> **Information given**

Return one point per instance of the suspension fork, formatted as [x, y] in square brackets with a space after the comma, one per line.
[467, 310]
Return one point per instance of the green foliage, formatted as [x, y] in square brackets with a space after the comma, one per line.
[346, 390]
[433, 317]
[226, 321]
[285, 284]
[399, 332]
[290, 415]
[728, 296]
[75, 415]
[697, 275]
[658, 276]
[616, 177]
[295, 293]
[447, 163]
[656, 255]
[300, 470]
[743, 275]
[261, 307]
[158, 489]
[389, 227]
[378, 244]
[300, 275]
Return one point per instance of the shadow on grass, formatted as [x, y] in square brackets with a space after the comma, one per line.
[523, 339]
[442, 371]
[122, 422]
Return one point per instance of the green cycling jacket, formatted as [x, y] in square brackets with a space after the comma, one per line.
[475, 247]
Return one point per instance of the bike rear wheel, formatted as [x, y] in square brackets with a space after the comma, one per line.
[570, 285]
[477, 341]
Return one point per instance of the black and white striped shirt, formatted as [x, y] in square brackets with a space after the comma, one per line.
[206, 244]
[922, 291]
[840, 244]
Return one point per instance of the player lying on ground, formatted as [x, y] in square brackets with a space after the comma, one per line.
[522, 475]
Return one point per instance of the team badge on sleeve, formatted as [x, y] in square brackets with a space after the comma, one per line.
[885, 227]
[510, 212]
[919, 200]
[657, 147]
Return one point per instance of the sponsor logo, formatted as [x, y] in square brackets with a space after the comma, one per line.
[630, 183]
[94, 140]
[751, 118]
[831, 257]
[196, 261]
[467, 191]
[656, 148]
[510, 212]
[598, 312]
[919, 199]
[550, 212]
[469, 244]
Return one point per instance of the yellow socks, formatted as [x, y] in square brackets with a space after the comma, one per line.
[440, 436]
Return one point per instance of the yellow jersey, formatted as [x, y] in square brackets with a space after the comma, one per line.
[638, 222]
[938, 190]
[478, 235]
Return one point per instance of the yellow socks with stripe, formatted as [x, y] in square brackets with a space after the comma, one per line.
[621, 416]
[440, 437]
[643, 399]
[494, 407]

> **Exercise objective**
Please turn all the rows above into a two-column CSV with the headers input and output. Give one line for each row, with its text and its answer each in a single quoted field and any line breaks replaced by spaces.

> **Solved problem**
input,output
"Return one point per instance of the suspension fork, formatted as [x, y] in square brackets with a space after the comma, one per line.","[467, 310]"
"Return one point per instance of the green foliage, formatted as [x, y] in square brackets with a space after the comma, one per line.","[346, 390] [433, 317] [226, 321] [285, 284] [399, 332] [290, 415] [728, 296] [75, 415] [697, 275] [658, 276] [616, 177] [295, 293] [447, 163] [656, 255] [300, 470] [743, 275] [261, 307] [158, 489] [389, 227] [378, 244] [300, 275]"
"Return one point per instance of the shadow on grass, formatted as [x, y] in square brackets with a space after the comma, one per line.","[523, 339] [442, 371] [122, 422]"
"Return one point per instance of the green cycling jacket, formatted as [x, y] in square brackets with a space after the comma, one per line.","[475, 247]"
"Return one point per instance of the bike rear wheel, formatted as [x, y] in square brackets with a space after the comma, one per line.","[570, 285] [477, 341]"
"Return one point per instance of the black and white striped shirt, formatted as [x, y] in square brackets with a space after the comma, one per line.","[206, 244] [922, 291] [840, 244]"
"Return one point per instance of the player lying on ground, formatted as [x, y] in square brackets with a space after the comma, one per line.","[522, 475]"
"Return one point per instance of the team badge on sleeve, formatted as [x, y] in square brackets with a space after the comma, one per line.","[885, 227] [510, 212] [919, 200] [657, 147]"
"Return one point per instance of the sponsor logo, formatted as [x, y] in square brackets with a space after the comma, one per line.","[630, 183] [94, 140] [751, 118] [831, 257] [196, 261] [467, 191] [656, 148] [510, 212] [598, 312] [919, 199] [550, 212] [469, 244]"
"Return one point per instance of the yellow socks, formatted as [x, y] in square brackets with a space after the comma, one per line.","[440, 436]"
"Return one point per instance of the yellow jersey, formatted as [x, y] in square brackets with a space after the comma, one per line.","[638, 222] [938, 190] [478, 235]"
"Return one point per instance of the yellow socks with stripe, formatted as [x, y] in square brackets with a space after the comma, one per line.","[621, 416] [440, 437] [643, 399] [494, 407]"